> _Exercise goal_
The passage below concerns the origins of the Convention. List every trouble it says has afflicted the nation from the sentence beginning "Since that time" up to the sentence beginning "In such circumstances."

> _Passage provided_
At such a time a system of government conceived in perfect wisdom, and adopted with deliberation, was not expected; and as soon as those common principles which supplied its defects, ceased to operate, the inconveniences which arose from them, were very sensibly felt.

Since that time the seeds of civil dissention have been gradually ripening, and political confusion hath pervaded the States.

Commerce hath been declining, our credit suffering, and our respectability, as a nation, hath almost vanished.

In such circumstances it was thought proper to collect the patriotic wisdom of the States for the purpose of amending the articles of confederation, which were found to be inadequate to the security of national prosperity and happiness; and of making such additions to supreme power, as our situation testified, were wanted.


Necessity, therefore, gave birth to the Convention, and the glaring defects of the late system of confederation, were the objects of its amendment.

But was it a total subversion of the confederation, that was intended by Congress or expected by the people?

Any one tolerably acquainted with human nature, can easily discern, that people involved in difficulty, would embrace any change, even if it were evidently and designedly for the worse.

But this circumstance ought not to preclude examination.

> _Extracted information_
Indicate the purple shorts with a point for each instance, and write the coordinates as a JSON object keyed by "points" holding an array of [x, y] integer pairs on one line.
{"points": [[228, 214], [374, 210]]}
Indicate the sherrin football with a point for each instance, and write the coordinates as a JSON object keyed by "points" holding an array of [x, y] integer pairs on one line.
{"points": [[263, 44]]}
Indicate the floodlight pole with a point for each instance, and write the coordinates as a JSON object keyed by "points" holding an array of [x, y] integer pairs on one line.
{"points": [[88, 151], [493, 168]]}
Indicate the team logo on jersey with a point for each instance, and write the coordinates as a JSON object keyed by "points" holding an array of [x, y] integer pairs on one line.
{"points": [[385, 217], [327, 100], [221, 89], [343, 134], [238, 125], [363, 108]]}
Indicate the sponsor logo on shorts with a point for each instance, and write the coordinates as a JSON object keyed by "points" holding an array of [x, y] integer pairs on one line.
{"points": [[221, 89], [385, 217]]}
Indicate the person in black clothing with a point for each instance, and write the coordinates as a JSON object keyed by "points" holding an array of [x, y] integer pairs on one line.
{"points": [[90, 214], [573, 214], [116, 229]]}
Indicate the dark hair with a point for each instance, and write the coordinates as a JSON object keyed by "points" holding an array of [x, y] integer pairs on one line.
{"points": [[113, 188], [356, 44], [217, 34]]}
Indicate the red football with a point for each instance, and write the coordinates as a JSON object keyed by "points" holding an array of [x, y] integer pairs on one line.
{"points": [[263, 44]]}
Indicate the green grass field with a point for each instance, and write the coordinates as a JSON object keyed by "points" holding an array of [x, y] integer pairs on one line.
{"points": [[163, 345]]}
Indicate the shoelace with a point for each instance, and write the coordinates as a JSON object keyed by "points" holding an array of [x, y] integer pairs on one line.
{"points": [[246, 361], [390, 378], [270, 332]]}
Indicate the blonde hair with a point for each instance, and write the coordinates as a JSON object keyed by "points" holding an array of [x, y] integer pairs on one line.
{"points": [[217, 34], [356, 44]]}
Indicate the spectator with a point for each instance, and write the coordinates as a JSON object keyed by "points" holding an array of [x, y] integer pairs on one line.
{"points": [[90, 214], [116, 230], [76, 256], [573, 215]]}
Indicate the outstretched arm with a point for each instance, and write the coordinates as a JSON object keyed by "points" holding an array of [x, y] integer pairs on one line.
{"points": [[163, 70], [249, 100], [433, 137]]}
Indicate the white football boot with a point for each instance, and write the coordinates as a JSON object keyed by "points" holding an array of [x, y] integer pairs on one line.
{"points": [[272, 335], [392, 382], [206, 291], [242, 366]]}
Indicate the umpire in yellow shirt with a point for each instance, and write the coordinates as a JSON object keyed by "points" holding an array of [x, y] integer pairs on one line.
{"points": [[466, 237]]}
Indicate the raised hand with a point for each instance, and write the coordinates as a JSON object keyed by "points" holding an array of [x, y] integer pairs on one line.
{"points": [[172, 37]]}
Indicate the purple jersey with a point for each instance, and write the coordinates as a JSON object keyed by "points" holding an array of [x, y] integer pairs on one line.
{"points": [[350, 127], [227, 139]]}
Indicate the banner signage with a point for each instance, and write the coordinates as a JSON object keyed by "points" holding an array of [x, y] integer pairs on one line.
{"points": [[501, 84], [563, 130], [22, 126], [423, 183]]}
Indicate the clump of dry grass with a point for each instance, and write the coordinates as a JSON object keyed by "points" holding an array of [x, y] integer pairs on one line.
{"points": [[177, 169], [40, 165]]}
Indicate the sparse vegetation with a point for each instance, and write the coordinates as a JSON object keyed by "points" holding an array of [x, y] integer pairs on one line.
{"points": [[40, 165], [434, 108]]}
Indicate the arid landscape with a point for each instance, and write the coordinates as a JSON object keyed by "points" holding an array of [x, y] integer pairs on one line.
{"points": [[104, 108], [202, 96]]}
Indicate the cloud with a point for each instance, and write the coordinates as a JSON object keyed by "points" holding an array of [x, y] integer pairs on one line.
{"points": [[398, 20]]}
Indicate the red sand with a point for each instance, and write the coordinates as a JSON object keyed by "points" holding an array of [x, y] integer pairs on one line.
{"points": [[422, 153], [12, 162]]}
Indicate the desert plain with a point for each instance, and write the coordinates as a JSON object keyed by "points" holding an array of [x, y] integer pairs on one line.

> _Reply_
- The seeds of civil dissention have been gradually ripening.
- Political confusion has pervaded the States.
- Commerce has been declining.
- Credit has been suffering.
- Respectability as a nation has almost vanished.